Please rewrite every one of the records below with "rough mask" replaced by "coarse mask" wherever it occurs, changing nothing else.

Saved entries:
╭──

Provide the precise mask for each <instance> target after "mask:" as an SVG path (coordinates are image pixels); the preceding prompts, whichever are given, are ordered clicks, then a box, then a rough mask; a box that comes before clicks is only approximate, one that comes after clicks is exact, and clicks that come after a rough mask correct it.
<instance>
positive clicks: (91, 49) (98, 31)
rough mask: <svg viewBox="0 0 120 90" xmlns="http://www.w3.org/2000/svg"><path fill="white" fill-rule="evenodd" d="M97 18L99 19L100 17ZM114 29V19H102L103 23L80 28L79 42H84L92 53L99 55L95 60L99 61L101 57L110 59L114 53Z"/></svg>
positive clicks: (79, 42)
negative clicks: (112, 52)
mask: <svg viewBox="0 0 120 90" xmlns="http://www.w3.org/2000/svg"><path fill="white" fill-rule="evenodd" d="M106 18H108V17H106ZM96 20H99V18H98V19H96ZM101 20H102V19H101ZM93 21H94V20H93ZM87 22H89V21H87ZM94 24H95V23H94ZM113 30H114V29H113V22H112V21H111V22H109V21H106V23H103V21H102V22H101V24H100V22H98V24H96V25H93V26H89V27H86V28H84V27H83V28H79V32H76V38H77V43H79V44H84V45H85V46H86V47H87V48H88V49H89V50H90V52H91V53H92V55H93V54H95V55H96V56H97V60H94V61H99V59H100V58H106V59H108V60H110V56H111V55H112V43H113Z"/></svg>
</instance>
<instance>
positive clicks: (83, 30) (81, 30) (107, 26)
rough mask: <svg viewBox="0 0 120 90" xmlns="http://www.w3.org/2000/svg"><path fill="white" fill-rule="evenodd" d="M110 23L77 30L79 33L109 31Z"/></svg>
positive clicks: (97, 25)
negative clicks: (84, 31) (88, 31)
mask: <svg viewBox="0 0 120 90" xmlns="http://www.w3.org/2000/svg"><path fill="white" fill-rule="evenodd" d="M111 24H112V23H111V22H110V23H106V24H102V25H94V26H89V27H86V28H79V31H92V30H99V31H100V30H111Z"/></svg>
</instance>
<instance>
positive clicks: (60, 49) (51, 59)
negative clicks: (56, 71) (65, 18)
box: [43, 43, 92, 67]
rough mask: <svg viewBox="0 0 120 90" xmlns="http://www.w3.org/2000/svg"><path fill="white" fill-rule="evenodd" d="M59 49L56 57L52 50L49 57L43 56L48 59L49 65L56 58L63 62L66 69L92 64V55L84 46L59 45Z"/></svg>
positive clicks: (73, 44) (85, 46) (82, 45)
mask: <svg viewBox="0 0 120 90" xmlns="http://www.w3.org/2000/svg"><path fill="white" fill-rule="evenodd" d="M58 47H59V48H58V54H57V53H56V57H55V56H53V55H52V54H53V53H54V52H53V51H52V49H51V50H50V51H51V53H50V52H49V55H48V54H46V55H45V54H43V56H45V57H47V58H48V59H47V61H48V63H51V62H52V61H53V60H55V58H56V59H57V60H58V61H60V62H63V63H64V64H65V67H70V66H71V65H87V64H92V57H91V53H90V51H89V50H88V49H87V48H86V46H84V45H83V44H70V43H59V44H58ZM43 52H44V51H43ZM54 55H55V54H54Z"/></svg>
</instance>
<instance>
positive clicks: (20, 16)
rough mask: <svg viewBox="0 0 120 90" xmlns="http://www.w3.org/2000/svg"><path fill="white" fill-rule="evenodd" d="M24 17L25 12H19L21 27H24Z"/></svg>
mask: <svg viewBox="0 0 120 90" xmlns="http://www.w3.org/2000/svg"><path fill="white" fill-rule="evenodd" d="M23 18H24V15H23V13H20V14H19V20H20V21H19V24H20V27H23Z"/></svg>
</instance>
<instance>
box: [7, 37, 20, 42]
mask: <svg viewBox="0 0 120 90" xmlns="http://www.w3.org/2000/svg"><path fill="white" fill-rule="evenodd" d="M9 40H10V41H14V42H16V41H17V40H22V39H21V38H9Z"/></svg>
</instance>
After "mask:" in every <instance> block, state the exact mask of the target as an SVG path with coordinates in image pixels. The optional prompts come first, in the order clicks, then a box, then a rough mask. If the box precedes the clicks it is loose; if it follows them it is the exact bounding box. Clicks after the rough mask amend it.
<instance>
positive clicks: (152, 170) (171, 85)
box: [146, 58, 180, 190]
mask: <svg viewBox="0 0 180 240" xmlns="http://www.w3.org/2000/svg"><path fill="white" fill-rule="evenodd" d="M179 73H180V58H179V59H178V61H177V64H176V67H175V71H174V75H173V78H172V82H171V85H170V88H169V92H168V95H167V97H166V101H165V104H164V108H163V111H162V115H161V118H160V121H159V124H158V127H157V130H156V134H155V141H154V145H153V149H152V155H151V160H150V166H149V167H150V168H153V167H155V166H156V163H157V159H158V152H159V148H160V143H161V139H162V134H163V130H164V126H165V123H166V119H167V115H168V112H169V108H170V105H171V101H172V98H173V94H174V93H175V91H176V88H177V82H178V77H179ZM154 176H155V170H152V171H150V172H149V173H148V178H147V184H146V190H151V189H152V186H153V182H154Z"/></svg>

╰──

[Expected output]
Provide the precise mask for each <instance> target after "mask:" as an SVG path (coordinates are image pixels); the preceding prompts, whichever are given, are ordered clicks, then a box, then a coarse mask; a box that comes before clicks is only approximate, one that comes after clicks is exact, and clicks that come after a coarse mask correct it.
<instance>
positive clicks: (91, 49) (98, 31)
coarse mask: <svg viewBox="0 0 120 90" xmlns="http://www.w3.org/2000/svg"><path fill="white" fill-rule="evenodd" d="M97 18L99 19L100 17ZM114 29V19H102L103 23L80 28L79 42H84L92 53L99 55L95 60L99 61L101 57L110 59L114 53Z"/></svg>
positive clicks: (79, 42)
negative clicks: (112, 52)
mask: <svg viewBox="0 0 120 90" xmlns="http://www.w3.org/2000/svg"><path fill="white" fill-rule="evenodd" d="M106 18H108V17H106ZM96 20H99V18H98V19H96ZM101 20H102V19H101ZM93 21H94V20H93ZM87 22H89V21H87ZM94 24H95V23H94ZM113 30H114V29H113V22H112V21H111V22H109V21H106V23H103V21H102V22H101V24H100V22H98V24H96V25H93V26H89V27H86V28H84V27H83V28H79V32H76V38H77V43H79V44H84V45H85V46H86V47H87V48H88V49H89V50H90V52H91V53H92V55H93V54H95V55H96V56H97V60H94V61H99V59H100V58H106V59H108V60H110V56H111V55H112V43H113Z"/></svg>
</instance>
<instance>
positive clicks: (83, 30) (81, 30) (107, 26)
coarse mask: <svg viewBox="0 0 120 90" xmlns="http://www.w3.org/2000/svg"><path fill="white" fill-rule="evenodd" d="M110 23L77 30L79 33L109 31Z"/></svg>
positive clicks: (97, 25)
negative clicks: (84, 31) (88, 31)
mask: <svg viewBox="0 0 120 90" xmlns="http://www.w3.org/2000/svg"><path fill="white" fill-rule="evenodd" d="M111 24H112V23H111V22H110V23H106V24H102V25H94V26H89V27H86V28H79V31H92V30H99V31H100V30H111Z"/></svg>
</instance>
<instance>
positive clicks: (60, 49) (51, 59)
negative clicks: (56, 71) (65, 18)
box: [43, 43, 92, 67]
coarse mask: <svg viewBox="0 0 120 90" xmlns="http://www.w3.org/2000/svg"><path fill="white" fill-rule="evenodd" d="M59 49L56 57L52 50L49 57L43 56L48 59L49 65L56 58L63 62L66 69L92 64V55L84 46L59 45Z"/></svg>
positive clicks: (73, 44) (85, 46) (82, 45)
mask: <svg viewBox="0 0 120 90" xmlns="http://www.w3.org/2000/svg"><path fill="white" fill-rule="evenodd" d="M58 47H59V48H58V54H57V53H56V57H55V56H53V55H52V54H53V53H54V52H53V51H52V49H51V50H50V51H51V53H50V52H49V55H48V54H46V55H45V54H43V56H45V57H47V58H48V59H47V61H48V63H51V62H52V61H53V60H55V58H56V59H57V60H58V61H60V62H63V63H64V64H65V67H70V66H71V65H87V64H92V57H91V53H90V51H89V50H88V49H87V48H86V46H84V45H83V44H70V43H59V44H58ZM43 52H44V51H43ZM54 55H55V54H54Z"/></svg>
</instance>
<instance>
positive clicks: (20, 16)
coarse mask: <svg viewBox="0 0 120 90" xmlns="http://www.w3.org/2000/svg"><path fill="white" fill-rule="evenodd" d="M24 17L25 12H19L21 27H24Z"/></svg>
mask: <svg viewBox="0 0 120 90" xmlns="http://www.w3.org/2000/svg"><path fill="white" fill-rule="evenodd" d="M23 18H24V15H23V13H20V14H19V20H20V21H19V24H20V27H23Z"/></svg>
</instance>
<instance>
box: [7, 37, 20, 42]
mask: <svg viewBox="0 0 120 90" xmlns="http://www.w3.org/2000/svg"><path fill="white" fill-rule="evenodd" d="M9 40H10V41H14V42H16V41H17V40H22V39H21V38H9Z"/></svg>
</instance>
After "mask:" in every <instance> block, state the exact mask of the target as an SVG path with coordinates in image pixels. The optional prompts come first, in the order clicks, then a box, then a coarse mask. If the box precedes the clicks it is loose; if it follows them it is the exact bounding box. Clicks after the coarse mask amend it.
<instance>
positive clicks: (152, 170) (171, 85)
box: [146, 58, 180, 190]
mask: <svg viewBox="0 0 180 240" xmlns="http://www.w3.org/2000/svg"><path fill="white" fill-rule="evenodd" d="M179 73H180V58H179V59H178V61H177V64H176V67H175V71H174V75H173V78H172V82H171V85H170V88H169V92H168V95H167V97H166V101H165V104H164V108H163V111H162V115H161V118H160V121H159V124H158V127H157V130H156V134H155V141H154V145H153V149H152V155H151V160H150V166H149V167H150V168H153V167H155V166H156V163H157V159H158V152H159V148H160V143H161V139H162V134H163V130H164V126H165V123H166V119H167V115H168V112H169V108H170V105H171V101H172V98H173V94H174V93H175V91H176V88H177V82H178V77H179ZM154 176H155V170H152V171H150V172H149V173H148V178H147V184H146V190H151V189H152V186H153V182H154Z"/></svg>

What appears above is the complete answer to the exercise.